## SELECTED PASSAGE
Key Indian state turns the tide against polio
(Top) Executive members of Rotary’s Ulema Committee for Polio Eradication meet in Lucknow, Uttar Pradesh, India, to analyze polio trends and plan strategy to end polio in the state. At center is RI Director Ashok Mahajan, committee chair. Photo courtesy of Ashok Mahajan
(Bottom) More than 5,000 people ran in Lucknow’s 11-kilometer mini-marathon in February to promote public support for making Uttar Pradesh and India polio-free. Photo courtesy of UNICEF
Last year, Uttar Pradesh not only accounted for nearly 40 percent of India’s 864 polio cases but more than a quarter of those worldwide.
If current trends continue, however, India’s most populous state will no longer qualify as the “poliovirus capital of the world,” as some health experts have called it.
Eighty percent of Uttar Pradesh’s 339 polio cases occurred in the Muslim community in 2007. But a Rotary-led initiative helped drop that rate to 30 percent of 20 cases during the first three months of 2008.
Overseeing the state’s effort to end polio is the Ulema Committee for Polio Eradication, established by Rotary International in July 2007. (Ulemas are leading Muslim legal experts in Islamic law.) Nearly 200 Muslim clerics and school representatives at the meeting received a booklet published by India’s National PolioPlus Committee, which linked polio immunization to the duties of parents as explained in the Quran. The booklet also listed the names and phone numbers of Ulema committee members who could be contacted to clear up any misconceptions about the polio vaccine.
Since that meeting, committee members have visited districts in Uttar Pradesh that reported large numbers of polio cases and convinced parents that the polio vaccine was safe and not contrary to Islam.
“The ulemas have done a remarkable job in making the polio program acceptable to hitherto ignorant Muslim parents,” said RI Director Ashok Mahajan, chair of the committee, at a meeting of the executive committee in January. “We want to spread the message of good health through the ulemas, who are so much revered in the Muslim community.”

## STUDY MATERIAL
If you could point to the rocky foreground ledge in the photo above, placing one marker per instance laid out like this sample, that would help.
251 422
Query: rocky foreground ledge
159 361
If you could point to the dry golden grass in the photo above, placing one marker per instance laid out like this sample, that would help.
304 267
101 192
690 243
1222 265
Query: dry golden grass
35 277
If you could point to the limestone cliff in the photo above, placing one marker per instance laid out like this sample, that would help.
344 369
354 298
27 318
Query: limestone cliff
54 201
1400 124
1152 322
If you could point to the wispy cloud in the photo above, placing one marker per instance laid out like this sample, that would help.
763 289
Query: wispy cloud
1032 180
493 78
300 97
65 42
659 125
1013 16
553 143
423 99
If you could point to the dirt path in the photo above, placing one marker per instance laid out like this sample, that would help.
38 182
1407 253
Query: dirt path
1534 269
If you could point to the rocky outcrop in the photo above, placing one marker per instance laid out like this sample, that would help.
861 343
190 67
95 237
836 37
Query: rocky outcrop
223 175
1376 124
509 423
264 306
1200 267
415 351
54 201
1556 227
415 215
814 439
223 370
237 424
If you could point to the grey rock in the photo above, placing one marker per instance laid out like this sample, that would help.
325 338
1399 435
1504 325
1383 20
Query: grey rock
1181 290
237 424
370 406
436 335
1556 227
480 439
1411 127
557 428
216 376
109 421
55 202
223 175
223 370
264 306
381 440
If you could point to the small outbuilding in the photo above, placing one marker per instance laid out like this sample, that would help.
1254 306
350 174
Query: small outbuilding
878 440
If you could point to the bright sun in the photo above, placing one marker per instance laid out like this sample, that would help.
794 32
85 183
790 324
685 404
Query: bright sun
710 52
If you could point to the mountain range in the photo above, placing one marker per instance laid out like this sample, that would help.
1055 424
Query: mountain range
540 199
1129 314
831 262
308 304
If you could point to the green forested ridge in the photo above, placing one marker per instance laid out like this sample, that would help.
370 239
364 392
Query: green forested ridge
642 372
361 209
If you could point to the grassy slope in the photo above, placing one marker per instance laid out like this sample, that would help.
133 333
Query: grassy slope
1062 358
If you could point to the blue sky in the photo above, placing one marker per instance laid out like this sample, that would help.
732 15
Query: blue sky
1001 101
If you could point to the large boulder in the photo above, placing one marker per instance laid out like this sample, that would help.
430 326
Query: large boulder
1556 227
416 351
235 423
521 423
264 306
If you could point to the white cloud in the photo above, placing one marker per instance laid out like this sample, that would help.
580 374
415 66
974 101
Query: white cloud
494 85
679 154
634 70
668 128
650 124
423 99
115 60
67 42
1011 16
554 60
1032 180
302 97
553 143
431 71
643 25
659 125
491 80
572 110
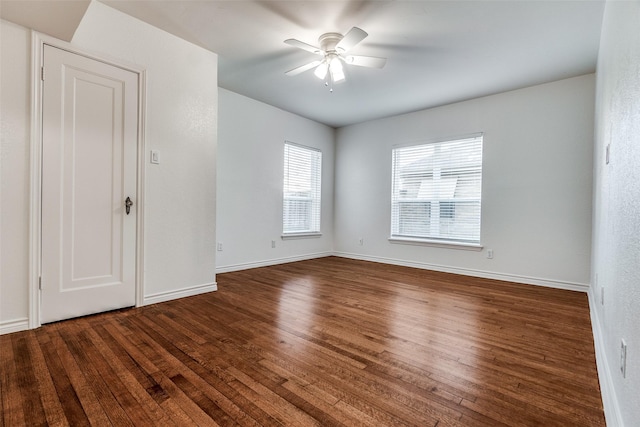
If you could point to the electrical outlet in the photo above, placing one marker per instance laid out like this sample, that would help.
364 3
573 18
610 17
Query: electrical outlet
623 358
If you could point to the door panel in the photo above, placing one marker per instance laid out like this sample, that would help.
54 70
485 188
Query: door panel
90 119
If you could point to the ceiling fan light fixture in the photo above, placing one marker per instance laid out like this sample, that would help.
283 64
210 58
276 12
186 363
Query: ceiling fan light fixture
336 70
321 70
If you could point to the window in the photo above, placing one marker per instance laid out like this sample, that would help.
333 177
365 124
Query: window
301 193
436 191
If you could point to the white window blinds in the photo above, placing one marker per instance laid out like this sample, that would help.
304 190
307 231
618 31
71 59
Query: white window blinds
301 201
436 191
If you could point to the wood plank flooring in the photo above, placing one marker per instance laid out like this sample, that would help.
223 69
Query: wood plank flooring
324 342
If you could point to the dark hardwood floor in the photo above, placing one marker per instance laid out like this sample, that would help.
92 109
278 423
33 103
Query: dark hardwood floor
321 342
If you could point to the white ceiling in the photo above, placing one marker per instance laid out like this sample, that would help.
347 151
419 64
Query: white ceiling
438 52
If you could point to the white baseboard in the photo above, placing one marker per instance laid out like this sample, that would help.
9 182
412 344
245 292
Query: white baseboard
609 400
549 283
14 325
266 263
179 293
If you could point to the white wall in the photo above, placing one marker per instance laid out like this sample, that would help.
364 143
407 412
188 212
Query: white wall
616 225
536 192
14 179
181 122
250 172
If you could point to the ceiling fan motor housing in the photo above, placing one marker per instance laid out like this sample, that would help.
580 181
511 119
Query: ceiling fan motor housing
328 41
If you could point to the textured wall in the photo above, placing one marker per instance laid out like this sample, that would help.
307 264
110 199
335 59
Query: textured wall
181 123
250 171
616 227
14 178
536 189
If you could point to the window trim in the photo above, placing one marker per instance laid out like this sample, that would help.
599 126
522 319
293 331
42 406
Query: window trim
430 241
303 234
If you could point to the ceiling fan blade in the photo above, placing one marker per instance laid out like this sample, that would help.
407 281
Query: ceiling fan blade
352 38
303 46
365 61
303 68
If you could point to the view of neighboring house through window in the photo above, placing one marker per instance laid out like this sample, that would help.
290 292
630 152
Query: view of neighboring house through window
301 200
436 191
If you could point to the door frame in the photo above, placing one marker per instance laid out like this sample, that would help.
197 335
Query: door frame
38 41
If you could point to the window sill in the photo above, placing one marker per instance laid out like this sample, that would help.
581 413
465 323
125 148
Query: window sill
290 236
436 243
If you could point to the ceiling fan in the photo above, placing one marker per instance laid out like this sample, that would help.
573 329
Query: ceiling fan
334 48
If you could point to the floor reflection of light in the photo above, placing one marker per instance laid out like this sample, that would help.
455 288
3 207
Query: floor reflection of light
296 309
437 331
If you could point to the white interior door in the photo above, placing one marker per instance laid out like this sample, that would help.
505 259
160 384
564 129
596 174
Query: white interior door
89 161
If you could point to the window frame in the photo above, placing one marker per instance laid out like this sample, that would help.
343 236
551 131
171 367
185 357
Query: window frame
424 238
315 198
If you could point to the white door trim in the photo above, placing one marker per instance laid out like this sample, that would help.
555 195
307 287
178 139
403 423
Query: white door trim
35 218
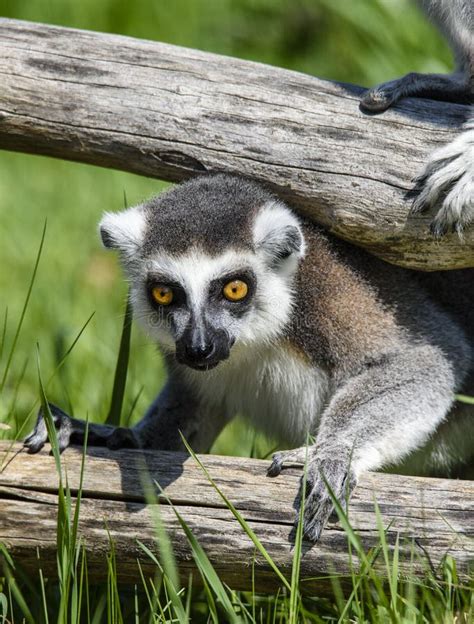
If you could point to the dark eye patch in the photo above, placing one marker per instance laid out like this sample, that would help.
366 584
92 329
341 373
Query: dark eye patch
179 294
216 287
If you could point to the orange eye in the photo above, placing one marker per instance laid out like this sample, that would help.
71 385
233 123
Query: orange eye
235 290
162 294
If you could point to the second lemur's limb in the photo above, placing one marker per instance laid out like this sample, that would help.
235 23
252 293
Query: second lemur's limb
373 420
447 181
175 411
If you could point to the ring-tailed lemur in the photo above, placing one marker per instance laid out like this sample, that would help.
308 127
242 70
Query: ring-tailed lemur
261 313
447 180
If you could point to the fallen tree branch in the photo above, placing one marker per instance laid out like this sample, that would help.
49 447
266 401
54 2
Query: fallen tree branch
432 516
171 113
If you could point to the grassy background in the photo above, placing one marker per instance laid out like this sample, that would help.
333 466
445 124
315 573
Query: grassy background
365 42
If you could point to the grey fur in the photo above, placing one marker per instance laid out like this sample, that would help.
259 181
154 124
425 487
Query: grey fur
447 181
367 360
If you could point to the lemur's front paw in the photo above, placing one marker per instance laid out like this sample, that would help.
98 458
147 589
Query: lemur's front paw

## HOW TO COMPLETE THIS TASK
In the polio article, when did Rotary International establish the Ulema Committee for Polio Eradication?

## ANSWER BELOW
July 2007